- [Task details]: Put the lines below into a JSON list of strings, one string for each line, with blank lines skipped. Leave the pictures out of the answer.

- [Input]:
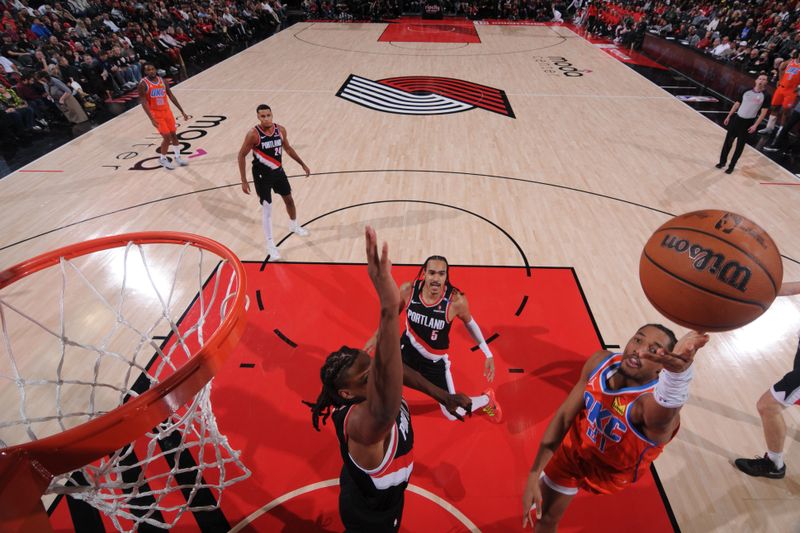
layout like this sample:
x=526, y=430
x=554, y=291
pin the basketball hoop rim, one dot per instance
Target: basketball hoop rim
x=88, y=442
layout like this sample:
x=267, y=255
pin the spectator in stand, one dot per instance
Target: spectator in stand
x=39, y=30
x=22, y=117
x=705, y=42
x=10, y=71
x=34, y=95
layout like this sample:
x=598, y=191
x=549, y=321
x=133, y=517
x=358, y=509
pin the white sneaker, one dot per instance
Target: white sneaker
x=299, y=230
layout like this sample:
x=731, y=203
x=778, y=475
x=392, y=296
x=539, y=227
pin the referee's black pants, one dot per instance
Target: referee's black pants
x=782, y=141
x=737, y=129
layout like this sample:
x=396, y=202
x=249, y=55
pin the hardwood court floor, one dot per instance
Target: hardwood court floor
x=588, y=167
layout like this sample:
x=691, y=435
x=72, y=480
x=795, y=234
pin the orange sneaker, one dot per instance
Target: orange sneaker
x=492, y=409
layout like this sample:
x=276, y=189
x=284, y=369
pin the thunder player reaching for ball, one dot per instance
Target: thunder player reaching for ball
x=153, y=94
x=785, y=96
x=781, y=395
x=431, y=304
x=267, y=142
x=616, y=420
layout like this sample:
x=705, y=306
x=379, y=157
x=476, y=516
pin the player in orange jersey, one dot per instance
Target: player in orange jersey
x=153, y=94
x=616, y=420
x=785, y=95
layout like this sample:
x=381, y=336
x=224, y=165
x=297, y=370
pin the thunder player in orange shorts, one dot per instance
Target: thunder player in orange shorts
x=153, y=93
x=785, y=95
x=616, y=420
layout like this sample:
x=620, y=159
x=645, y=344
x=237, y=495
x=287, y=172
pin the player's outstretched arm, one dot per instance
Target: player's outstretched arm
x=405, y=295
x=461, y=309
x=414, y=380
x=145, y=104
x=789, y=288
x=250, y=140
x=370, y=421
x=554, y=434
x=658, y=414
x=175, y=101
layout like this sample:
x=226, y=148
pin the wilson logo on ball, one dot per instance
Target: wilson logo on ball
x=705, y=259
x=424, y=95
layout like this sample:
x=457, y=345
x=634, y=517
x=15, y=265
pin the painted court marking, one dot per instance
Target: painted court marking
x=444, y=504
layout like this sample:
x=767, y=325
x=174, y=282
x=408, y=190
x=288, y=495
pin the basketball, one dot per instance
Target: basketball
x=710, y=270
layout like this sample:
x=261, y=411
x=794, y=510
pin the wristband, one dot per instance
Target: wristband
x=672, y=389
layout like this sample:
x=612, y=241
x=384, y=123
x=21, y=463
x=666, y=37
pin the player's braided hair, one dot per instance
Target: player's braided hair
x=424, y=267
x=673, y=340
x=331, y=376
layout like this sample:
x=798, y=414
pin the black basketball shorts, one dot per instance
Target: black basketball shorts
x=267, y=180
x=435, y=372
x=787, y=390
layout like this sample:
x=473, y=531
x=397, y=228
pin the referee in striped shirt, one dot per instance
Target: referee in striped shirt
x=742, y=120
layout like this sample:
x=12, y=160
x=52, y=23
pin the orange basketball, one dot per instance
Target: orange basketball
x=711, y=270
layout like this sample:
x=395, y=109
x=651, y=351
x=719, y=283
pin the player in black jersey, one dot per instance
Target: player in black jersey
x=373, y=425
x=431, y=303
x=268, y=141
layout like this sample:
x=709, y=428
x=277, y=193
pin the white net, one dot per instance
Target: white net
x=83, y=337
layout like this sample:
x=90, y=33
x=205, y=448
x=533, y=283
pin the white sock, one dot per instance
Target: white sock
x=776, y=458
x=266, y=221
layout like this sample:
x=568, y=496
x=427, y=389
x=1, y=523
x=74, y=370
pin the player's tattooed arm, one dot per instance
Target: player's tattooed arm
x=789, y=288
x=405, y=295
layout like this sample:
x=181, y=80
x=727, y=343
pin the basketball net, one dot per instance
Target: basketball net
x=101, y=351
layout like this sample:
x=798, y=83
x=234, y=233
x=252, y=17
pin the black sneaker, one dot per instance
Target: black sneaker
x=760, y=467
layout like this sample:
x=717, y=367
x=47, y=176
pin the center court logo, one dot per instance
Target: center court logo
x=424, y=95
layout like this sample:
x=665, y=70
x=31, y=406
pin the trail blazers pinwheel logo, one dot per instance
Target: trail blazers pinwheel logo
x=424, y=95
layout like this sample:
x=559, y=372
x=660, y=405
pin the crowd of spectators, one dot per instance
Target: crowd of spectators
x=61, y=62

- [Response below]:
[
  "layout like this sample:",
  "x=526, y=430",
  "x=554, y=291",
  "pin the basketball hoop rim, one dot per instance",
  "Target: basketball hoop rim",
  "x=88, y=442",
  "layout like this sample:",
  "x=267, y=255",
  "pin the spectator in stand, one dot per instance",
  "Target: spectator in stand",
  "x=39, y=30",
  "x=22, y=117",
  "x=705, y=42",
  "x=10, y=71",
  "x=34, y=95",
  "layout like this sample:",
  "x=598, y=191",
  "x=549, y=321",
  "x=133, y=517",
  "x=358, y=509",
  "pin the white sneaker, one dot per instance",
  "Target: white sneaker",
  "x=299, y=230",
  "layout like this sample:",
  "x=731, y=203",
  "x=778, y=475",
  "x=392, y=296",
  "x=539, y=227",
  "pin the referee's black pants, one dot per instance",
  "Target: referee's black pants",
  "x=782, y=141",
  "x=737, y=129",
  "layout like this sample:",
  "x=396, y=202",
  "x=249, y=55",
  "pin the hardwood court floor, one dot per instance",
  "Target: hardwood court floor",
  "x=588, y=167",
  "layout like this sample:",
  "x=691, y=435",
  "x=72, y=480",
  "x=795, y=234",
  "pin the orange sneaker, one dot per instance",
  "Target: orange sneaker",
  "x=492, y=409",
  "layout like this sample:",
  "x=276, y=189",
  "x=284, y=369",
  "pin the thunder player reaching for ball, one dot per instance",
  "Target: thunder player reaching for ball",
  "x=153, y=94",
  "x=785, y=96",
  "x=781, y=395",
  "x=431, y=304",
  "x=267, y=142",
  "x=616, y=420",
  "layout like this sample:",
  "x=705, y=306",
  "x=379, y=157",
  "x=476, y=516",
  "pin the player in orange jersey, one dot per instance",
  "Target: player in orange jersey",
  "x=153, y=94",
  "x=616, y=420",
  "x=785, y=95",
  "layout like this sample:",
  "x=381, y=336",
  "x=224, y=165",
  "x=297, y=370",
  "pin the thunder player in orange shorts, one dot per instance",
  "Target: thunder player in orange shorts",
  "x=153, y=93",
  "x=785, y=95",
  "x=616, y=420",
  "layout like this sample:",
  "x=620, y=159",
  "x=645, y=344",
  "x=237, y=495",
  "x=287, y=172",
  "pin the player's outstretched arm, one dot per instance",
  "Target: player's outstretched arm",
  "x=405, y=295",
  "x=461, y=309",
  "x=414, y=380",
  "x=145, y=104",
  "x=789, y=288",
  "x=250, y=140",
  "x=370, y=421",
  "x=554, y=434",
  "x=658, y=414",
  "x=175, y=101",
  "layout like this sample:",
  "x=226, y=148",
  "pin the wilson logo on ball, one dot per instance",
  "Target: wilson logo on ball",
  "x=705, y=259",
  "x=424, y=95",
  "layout like this sample:",
  "x=457, y=345",
  "x=634, y=517",
  "x=15, y=265",
  "pin the painted court marking, one dot per instance",
  "Target: painted court marking",
  "x=444, y=504",
  "layout like this sample:",
  "x=767, y=325",
  "x=174, y=282",
  "x=408, y=190",
  "x=288, y=495",
  "pin the basketball, one dot per instance",
  "Target: basketball",
  "x=710, y=270",
  "layout like this sample:",
  "x=261, y=411",
  "x=794, y=510",
  "pin the wristband, one dot per instance",
  "Target: wristband",
  "x=672, y=389",
  "layout like this sample:",
  "x=612, y=241",
  "x=384, y=123",
  "x=21, y=463",
  "x=666, y=37",
  "pin the player's braided hair, one dot per instance",
  "Target: player's braided hair",
  "x=424, y=267",
  "x=673, y=340",
  "x=331, y=376",
  "layout like this sample:",
  "x=798, y=414",
  "pin the black basketball shorts, one dot per instance",
  "Target: black basketball shorts",
  "x=267, y=180",
  "x=435, y=372",
  "x=787, y=390",
  "layout like this sample:",
  "x=473, y=531",
  "x=397, y=228",
  "pin the referee in striped shirt, one dot per instance",
  "Target: referee in striped shirt",
  "x=742, y=120",
  "layout like this sample:",
  "x=12, y=160",
  "x=52, y=23",
  "pin the orange basketball, one dot per instance",
  "Target: orange basketball",
  "x=711, y=270",
  "layout like this sample:",
  "x=395, y=109",
  "x=651, y=351",
  "x=719, y=283",
  "pin the player in black jersey, one dot per instance",
  "Target: player in black jersey",
  "x=373, y=425",
  "x=431, y=303",
  "x=268, y=141",
  "layout like this sample:",
  "x=709, y=428",
  "x=277, y=193",
  "pin the white net, one dot per instance",
  "Target: white net",
  "x=83, y=337",
  "layout like this sample:",
  "x=90, y=33",
  "x=205, y=448",
  "x=533, y=283",
  "pin the white sock, one dot per instance",
  "Target: white sock",
  "x=776, y=458",
  "x=266, y=221",
  "layout like this sample:",
  "x=568, y=496",
  "x=427, y=389",
  "x=1, y=523",
  "x=74, y=370",
  "pin the player's tattooed arm, one dot per instance",
  "Target: player's tattooed arm",
  "x=789, y=288",
  "x=405, y=295",
  "layout like this sample:",
  "x=181, y=80",
  "x=727, y=343",
  "pin the basketball net, one dot per instance",
  "Target: basketball net",
  "x=101, y=351",
  "layout like this sample:",
  "x=798, y=83",
  "x=234, y=233",
  "x=252, y=17",
  "pin the black sneaker, one dot per instance",
  "Target: black sneaker",
  "x=760, y=467",
  "layout like this sample:",
  "x=717, y=367",
  "x=47, y=176",
  "pin the center court logo, one dot per instance",
  "Target: center court logo",
  "x=424, y=95",
  "layout like this sample:",
  "x=665, y=70",
  "x=31, y=406",
  "pin the trail blazers pinwheel logo, one dot per instance",
  "Target: trail blazers pinwheel logo",
  "x=424, y=95",
  "layout like this sample:",
  "x=559, y=372",
  "x=660, y=405",
  "pin the crowd of spectators, one dot per instance",
  "Target: crowd of spectators",
  "x=61, y=62"
]